◆ WHAT IS BEING ASKED
You are asked to filter the data below and copy every line holding "wing".

[Dataset entries]

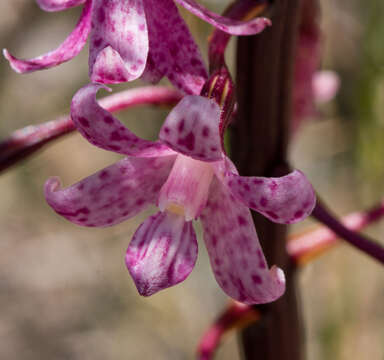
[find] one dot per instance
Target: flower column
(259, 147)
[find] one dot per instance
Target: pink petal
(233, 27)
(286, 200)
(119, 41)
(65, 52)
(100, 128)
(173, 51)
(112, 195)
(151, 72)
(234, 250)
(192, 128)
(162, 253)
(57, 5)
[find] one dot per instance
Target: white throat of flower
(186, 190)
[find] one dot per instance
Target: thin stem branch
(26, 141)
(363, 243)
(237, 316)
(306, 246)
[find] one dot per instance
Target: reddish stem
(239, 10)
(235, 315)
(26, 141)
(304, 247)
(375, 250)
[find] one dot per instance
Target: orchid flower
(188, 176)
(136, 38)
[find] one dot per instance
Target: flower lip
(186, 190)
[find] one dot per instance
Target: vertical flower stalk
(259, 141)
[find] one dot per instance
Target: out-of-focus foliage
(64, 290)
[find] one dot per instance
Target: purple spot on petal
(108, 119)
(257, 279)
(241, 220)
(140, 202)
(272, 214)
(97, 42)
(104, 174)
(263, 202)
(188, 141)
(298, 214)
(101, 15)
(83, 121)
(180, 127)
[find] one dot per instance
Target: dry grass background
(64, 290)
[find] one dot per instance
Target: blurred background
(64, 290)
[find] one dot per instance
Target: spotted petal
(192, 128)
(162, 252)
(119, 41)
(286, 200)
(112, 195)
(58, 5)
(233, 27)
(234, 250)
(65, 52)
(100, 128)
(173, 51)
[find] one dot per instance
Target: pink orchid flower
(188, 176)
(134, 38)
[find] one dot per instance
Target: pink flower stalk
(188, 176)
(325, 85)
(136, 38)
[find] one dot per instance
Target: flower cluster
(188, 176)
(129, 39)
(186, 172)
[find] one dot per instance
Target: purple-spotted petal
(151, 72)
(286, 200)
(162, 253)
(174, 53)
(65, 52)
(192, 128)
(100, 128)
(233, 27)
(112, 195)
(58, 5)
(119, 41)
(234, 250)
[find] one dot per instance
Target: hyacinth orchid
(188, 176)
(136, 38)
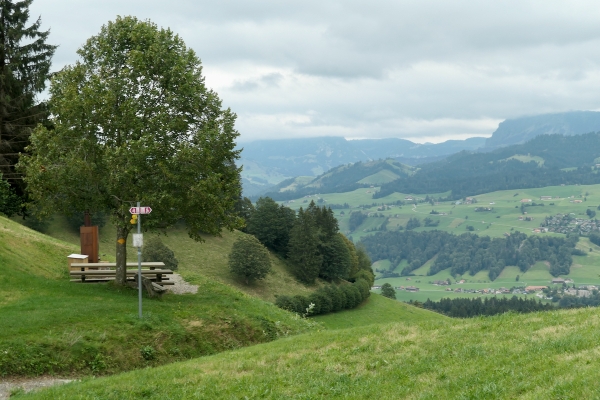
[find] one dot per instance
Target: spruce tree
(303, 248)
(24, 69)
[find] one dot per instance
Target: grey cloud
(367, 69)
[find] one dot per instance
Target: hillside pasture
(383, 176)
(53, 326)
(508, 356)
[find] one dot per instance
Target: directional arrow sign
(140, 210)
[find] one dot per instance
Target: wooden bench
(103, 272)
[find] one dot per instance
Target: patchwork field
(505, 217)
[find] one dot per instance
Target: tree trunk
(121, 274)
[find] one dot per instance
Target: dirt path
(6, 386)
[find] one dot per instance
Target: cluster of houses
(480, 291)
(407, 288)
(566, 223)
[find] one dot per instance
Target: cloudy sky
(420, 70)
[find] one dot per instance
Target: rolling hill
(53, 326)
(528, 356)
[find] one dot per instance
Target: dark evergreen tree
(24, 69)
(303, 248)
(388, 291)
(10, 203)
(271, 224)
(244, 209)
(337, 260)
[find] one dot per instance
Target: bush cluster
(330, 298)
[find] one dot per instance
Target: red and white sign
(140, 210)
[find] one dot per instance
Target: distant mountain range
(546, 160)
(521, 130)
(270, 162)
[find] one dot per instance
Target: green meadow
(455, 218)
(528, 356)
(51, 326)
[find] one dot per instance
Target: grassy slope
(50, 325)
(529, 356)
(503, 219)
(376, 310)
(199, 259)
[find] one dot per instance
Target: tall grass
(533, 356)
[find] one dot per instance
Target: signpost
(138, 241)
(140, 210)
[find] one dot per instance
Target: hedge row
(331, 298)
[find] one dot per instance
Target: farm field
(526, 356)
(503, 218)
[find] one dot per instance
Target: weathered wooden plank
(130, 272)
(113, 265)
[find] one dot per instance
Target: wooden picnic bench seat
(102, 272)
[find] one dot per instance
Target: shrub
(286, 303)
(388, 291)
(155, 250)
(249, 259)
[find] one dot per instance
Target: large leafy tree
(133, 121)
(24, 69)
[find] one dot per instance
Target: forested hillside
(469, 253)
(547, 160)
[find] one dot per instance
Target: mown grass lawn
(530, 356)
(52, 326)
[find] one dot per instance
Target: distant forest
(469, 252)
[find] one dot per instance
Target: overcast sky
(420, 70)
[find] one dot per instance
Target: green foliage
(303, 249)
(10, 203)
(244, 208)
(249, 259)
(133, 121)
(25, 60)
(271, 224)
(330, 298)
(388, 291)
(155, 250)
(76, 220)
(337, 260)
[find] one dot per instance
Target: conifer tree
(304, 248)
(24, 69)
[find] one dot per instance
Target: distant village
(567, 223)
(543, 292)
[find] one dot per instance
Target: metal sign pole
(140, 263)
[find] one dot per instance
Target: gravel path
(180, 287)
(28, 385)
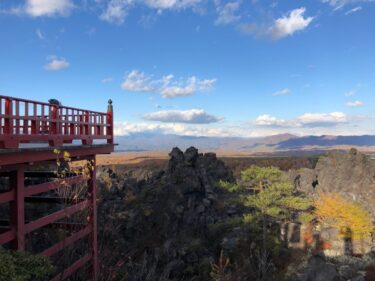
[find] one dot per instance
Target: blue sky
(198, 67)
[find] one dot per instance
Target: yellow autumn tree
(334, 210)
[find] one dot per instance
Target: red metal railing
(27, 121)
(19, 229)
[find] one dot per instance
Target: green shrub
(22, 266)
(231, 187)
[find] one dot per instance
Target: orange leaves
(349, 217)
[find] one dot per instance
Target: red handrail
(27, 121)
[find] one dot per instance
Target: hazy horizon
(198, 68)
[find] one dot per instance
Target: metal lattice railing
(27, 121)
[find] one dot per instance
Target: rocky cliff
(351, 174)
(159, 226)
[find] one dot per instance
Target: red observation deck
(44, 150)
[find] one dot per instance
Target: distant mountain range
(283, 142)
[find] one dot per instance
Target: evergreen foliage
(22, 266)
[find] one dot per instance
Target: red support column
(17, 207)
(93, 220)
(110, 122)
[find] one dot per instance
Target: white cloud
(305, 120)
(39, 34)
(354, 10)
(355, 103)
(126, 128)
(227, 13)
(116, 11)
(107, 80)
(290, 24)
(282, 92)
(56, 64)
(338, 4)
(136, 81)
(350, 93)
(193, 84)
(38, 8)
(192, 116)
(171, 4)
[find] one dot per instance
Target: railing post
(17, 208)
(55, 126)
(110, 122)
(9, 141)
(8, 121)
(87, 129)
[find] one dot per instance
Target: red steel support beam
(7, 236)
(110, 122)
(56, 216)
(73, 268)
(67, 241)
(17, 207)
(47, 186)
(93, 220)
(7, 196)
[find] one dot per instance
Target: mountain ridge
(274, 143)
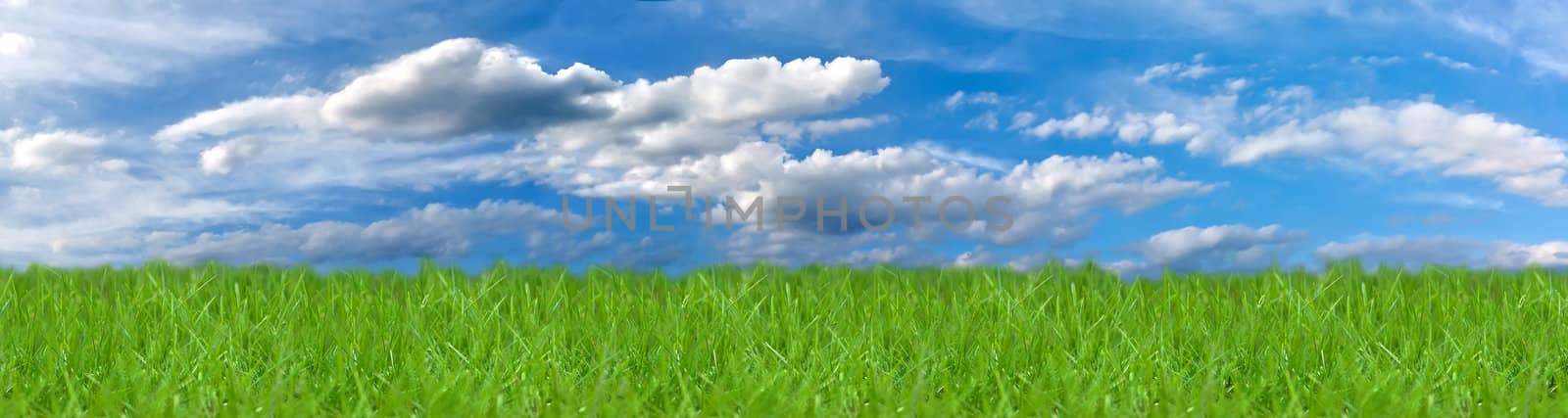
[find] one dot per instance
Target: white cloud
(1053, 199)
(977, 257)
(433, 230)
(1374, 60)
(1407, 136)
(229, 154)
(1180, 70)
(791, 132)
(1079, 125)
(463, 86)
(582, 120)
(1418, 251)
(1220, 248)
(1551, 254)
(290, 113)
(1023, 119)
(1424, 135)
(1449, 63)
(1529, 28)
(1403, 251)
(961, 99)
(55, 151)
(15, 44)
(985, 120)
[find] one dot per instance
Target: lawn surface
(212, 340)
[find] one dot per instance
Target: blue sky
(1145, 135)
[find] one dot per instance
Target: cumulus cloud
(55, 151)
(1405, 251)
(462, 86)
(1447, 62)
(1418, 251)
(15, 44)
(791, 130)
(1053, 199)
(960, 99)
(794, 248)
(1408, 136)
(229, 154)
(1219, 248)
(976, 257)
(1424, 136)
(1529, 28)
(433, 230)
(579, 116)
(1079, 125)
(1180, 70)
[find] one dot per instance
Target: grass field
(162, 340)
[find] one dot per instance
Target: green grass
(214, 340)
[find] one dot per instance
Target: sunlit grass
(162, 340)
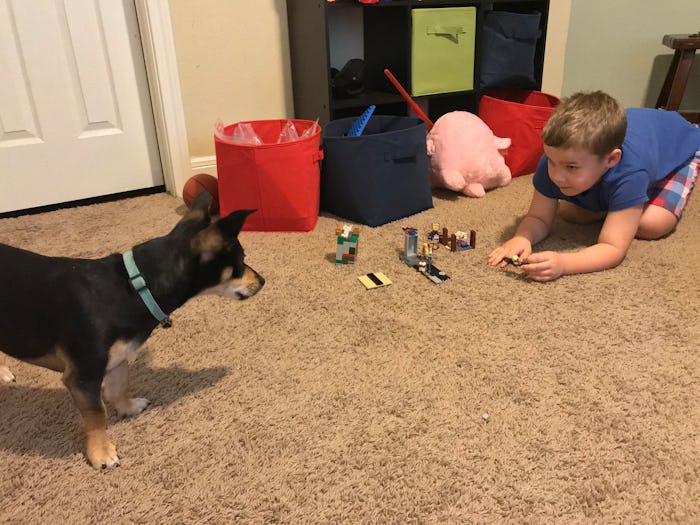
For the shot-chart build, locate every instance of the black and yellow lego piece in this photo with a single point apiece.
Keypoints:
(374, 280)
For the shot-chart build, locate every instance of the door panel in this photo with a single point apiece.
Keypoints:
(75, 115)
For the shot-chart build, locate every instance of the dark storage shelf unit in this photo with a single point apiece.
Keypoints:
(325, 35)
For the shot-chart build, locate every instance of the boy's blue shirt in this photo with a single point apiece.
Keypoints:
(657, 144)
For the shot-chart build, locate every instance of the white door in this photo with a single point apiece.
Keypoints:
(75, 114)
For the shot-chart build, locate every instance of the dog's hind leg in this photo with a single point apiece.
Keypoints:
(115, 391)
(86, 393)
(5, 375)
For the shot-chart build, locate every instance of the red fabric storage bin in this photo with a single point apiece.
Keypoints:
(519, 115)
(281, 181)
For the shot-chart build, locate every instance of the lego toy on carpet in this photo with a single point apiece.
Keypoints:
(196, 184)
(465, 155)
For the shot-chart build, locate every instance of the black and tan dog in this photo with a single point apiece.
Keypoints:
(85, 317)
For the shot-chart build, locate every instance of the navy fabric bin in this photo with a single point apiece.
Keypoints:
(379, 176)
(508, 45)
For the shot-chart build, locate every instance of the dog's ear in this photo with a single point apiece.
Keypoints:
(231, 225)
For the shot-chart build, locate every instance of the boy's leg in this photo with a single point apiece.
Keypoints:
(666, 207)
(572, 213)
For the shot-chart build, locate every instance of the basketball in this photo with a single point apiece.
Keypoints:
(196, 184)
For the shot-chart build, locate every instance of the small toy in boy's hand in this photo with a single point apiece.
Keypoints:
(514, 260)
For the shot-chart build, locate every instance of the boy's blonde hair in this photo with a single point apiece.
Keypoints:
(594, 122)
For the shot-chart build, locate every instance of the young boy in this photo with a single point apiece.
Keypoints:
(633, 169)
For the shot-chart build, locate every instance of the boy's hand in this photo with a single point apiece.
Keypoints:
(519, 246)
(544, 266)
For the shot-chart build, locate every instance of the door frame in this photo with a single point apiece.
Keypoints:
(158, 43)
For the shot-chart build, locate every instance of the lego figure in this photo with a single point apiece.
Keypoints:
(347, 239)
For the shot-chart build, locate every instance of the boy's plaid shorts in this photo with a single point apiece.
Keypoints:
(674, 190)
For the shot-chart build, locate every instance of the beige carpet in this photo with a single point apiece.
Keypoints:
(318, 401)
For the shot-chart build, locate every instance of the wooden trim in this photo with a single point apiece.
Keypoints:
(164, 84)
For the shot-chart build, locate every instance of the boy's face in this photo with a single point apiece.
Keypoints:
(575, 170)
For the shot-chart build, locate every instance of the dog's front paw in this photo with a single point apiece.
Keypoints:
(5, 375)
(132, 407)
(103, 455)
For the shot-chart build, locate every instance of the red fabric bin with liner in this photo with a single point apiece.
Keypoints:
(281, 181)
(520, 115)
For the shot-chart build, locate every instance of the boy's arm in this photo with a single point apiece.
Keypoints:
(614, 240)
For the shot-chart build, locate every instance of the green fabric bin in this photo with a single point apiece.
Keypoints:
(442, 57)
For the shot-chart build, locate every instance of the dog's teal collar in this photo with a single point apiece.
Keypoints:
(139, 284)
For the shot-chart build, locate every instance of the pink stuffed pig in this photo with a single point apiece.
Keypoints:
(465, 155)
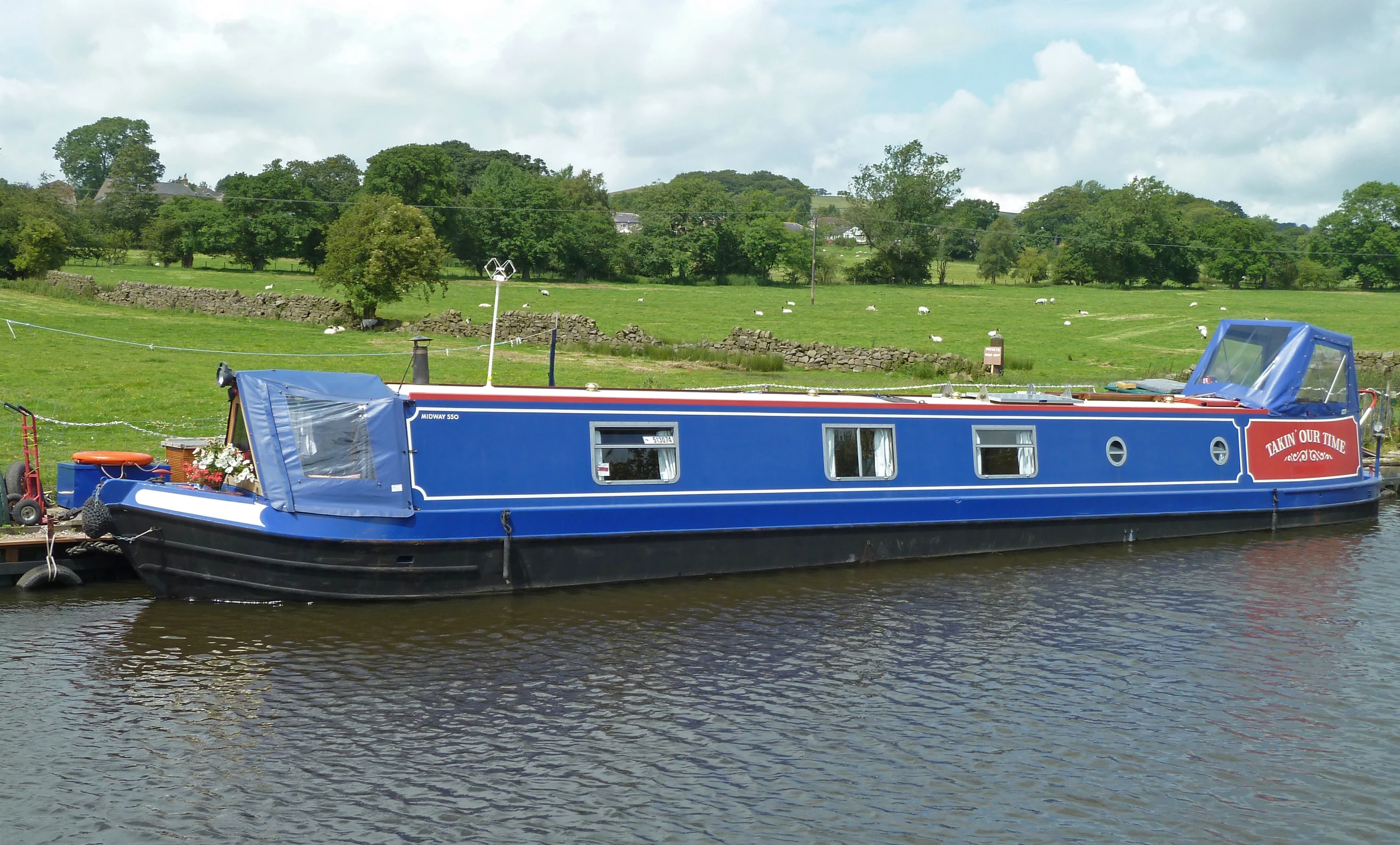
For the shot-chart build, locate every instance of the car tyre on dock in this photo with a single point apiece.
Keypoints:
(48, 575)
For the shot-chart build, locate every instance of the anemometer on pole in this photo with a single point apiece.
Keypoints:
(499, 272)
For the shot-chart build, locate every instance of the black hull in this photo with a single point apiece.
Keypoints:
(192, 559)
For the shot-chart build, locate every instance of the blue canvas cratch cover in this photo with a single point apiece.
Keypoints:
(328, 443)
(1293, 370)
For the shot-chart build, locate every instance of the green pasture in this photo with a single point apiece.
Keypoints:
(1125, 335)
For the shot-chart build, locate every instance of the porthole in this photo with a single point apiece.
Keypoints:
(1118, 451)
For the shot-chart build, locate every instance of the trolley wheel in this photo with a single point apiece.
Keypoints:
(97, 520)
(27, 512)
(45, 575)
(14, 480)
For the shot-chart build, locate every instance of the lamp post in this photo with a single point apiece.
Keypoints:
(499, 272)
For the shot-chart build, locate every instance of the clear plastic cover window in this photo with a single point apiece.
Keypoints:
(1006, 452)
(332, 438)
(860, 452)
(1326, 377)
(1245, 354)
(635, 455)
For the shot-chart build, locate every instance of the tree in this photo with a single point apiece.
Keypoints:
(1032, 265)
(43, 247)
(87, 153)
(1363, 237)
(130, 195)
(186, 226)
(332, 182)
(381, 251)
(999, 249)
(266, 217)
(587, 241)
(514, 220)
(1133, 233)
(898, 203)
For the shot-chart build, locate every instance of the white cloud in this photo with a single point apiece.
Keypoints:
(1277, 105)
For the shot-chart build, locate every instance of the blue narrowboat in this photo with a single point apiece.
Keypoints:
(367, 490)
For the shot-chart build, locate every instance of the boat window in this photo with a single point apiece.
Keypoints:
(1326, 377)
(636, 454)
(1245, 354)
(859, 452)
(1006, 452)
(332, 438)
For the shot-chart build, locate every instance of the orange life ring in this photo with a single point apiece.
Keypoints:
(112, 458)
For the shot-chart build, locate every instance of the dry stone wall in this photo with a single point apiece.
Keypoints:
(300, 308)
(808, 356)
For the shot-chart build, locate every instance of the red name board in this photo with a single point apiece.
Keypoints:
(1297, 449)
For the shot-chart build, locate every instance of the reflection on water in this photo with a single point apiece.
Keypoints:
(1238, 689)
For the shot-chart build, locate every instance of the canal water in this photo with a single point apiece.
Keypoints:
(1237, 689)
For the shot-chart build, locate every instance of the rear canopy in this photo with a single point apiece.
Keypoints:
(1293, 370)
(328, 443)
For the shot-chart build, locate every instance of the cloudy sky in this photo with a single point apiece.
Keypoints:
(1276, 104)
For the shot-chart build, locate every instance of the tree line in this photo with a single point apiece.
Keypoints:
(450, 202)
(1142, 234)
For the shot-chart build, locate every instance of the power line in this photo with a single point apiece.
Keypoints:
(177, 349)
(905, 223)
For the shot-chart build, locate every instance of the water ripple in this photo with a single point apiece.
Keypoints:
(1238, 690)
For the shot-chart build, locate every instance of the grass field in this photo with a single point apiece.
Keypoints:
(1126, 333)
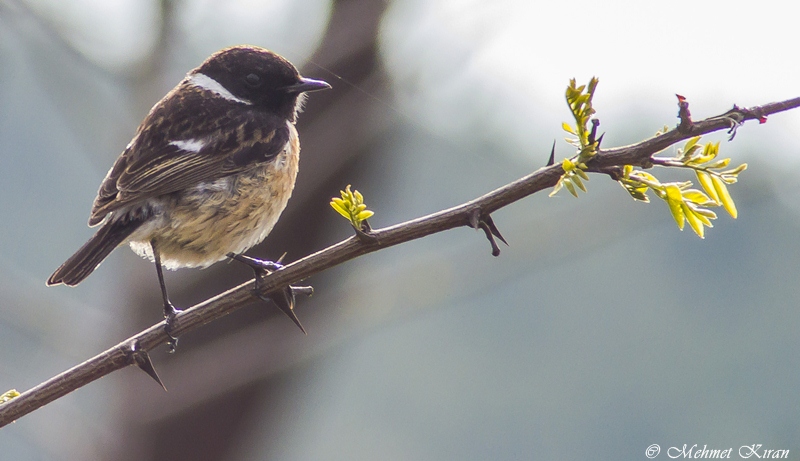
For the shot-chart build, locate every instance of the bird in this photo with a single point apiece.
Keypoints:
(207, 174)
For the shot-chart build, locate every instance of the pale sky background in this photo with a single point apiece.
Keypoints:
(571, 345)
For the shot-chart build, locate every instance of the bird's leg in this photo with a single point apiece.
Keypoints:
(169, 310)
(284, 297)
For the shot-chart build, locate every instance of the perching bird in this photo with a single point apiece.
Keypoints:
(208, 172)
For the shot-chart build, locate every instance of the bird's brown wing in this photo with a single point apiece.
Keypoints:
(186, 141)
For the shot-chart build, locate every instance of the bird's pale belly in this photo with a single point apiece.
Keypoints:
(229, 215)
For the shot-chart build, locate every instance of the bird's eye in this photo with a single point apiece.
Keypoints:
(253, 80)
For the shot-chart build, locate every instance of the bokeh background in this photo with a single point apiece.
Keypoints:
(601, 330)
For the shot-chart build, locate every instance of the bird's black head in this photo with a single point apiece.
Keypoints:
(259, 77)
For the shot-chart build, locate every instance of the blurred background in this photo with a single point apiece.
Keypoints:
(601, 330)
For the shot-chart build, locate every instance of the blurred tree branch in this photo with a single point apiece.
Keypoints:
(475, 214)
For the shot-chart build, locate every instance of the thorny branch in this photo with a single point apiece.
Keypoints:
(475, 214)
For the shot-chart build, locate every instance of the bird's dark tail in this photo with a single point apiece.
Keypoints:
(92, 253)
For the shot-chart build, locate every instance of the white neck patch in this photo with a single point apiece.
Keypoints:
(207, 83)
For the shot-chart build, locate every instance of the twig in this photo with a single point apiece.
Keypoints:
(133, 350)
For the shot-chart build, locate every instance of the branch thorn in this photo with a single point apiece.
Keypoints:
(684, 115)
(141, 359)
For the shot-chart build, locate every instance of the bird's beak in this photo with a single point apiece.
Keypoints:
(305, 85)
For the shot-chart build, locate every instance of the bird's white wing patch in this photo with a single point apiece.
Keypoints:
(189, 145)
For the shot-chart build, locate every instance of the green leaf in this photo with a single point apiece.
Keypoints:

◆ THE ANSWER
For the shot-chart build, locate every instance of the bird's brown wing in this photo with a single point apiece.
For the shot-chart build, locate every instance of the bird's white wing patch in this photo with a single point apiece.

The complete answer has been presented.